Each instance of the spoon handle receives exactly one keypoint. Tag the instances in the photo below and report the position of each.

...

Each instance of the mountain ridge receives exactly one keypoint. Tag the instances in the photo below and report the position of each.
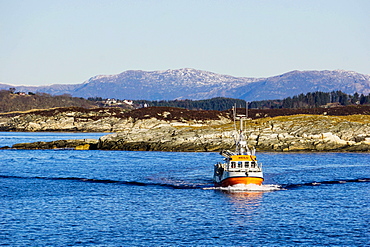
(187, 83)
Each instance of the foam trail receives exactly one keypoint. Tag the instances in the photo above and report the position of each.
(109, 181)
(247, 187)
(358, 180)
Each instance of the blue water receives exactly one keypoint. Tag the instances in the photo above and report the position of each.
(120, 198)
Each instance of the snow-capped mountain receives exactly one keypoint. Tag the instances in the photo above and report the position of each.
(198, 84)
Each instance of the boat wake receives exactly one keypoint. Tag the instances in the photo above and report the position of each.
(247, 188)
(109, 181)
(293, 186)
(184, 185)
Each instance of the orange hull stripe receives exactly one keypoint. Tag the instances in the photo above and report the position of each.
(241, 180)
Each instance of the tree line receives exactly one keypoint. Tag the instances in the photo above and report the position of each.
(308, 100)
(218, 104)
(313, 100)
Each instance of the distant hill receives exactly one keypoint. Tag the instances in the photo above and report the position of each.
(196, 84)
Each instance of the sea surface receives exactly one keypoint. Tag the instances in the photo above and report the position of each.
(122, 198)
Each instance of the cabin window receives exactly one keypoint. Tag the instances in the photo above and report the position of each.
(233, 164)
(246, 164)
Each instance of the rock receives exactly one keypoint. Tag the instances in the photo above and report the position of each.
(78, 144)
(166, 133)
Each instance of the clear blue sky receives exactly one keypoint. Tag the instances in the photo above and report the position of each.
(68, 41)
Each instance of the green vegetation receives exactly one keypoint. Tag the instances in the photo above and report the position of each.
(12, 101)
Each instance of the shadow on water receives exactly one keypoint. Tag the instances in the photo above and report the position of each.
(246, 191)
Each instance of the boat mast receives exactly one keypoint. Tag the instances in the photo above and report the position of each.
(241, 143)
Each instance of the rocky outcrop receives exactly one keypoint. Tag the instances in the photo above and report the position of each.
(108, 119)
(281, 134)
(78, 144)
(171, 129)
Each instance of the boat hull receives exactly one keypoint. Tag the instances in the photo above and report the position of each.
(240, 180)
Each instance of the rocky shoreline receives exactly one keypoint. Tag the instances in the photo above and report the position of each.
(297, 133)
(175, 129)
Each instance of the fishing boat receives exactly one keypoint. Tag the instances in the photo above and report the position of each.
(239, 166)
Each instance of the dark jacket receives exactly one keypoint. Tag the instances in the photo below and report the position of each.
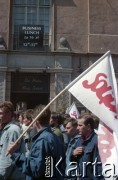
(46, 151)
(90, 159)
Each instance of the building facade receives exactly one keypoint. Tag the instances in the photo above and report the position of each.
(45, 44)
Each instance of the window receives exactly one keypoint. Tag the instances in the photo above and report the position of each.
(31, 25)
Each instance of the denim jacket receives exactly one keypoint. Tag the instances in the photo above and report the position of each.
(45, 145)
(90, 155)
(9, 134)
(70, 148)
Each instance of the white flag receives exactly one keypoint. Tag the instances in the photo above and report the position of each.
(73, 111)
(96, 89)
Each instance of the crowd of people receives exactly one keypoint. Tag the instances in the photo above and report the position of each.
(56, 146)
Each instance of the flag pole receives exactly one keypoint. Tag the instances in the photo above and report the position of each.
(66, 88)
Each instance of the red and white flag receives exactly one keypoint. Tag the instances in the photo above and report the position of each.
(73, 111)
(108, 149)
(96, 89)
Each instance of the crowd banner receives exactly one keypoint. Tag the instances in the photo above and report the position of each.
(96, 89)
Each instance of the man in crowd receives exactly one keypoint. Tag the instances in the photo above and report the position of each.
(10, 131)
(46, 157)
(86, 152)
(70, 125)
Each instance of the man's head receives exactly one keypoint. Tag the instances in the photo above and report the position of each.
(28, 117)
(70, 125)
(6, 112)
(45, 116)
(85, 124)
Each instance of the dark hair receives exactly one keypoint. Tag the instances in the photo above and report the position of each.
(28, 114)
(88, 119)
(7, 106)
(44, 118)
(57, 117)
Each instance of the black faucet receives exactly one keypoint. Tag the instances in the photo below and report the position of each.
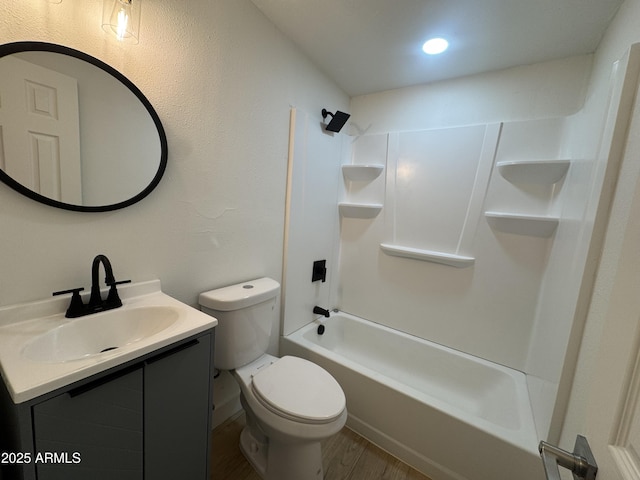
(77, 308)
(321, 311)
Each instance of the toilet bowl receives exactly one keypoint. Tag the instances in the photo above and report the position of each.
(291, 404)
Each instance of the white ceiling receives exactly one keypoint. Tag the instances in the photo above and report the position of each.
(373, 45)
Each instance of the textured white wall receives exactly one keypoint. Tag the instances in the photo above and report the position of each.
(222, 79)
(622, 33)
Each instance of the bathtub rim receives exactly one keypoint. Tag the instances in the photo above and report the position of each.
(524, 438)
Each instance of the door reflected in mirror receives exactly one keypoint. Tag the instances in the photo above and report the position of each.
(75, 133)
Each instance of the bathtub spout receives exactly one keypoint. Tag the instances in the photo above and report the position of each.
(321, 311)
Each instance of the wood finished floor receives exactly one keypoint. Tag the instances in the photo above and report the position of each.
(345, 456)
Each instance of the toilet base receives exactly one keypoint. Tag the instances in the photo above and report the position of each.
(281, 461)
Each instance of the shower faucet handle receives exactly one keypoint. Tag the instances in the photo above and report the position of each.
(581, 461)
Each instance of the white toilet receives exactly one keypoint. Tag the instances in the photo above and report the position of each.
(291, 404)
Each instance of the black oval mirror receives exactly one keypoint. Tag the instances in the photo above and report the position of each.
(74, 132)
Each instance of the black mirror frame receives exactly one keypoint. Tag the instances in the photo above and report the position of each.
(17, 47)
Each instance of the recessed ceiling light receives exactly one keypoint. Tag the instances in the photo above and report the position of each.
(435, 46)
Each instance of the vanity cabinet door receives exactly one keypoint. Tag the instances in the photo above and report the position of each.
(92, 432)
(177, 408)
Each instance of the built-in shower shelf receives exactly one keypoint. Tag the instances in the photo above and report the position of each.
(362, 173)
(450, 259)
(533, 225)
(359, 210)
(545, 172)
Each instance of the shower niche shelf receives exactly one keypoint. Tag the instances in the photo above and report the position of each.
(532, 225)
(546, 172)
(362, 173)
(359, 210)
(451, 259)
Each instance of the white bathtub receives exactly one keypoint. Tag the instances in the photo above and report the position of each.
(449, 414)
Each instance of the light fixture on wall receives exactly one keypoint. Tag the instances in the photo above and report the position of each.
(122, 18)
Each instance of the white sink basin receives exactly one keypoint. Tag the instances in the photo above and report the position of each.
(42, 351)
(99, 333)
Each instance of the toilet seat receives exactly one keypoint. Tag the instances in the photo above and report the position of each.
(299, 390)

### DO THIS
Gather every line above that contains the word "blue" and copy each of those lines in full. Case counts.

### EXERCISE ANSWER
Each instance of the blue water receives exactly one keypoint. Tag the instances in the photo above and report the position of each.
Each instance of the clear blue sky receives exactly one keypoint. Tag the instances in the photo above and report the position of each.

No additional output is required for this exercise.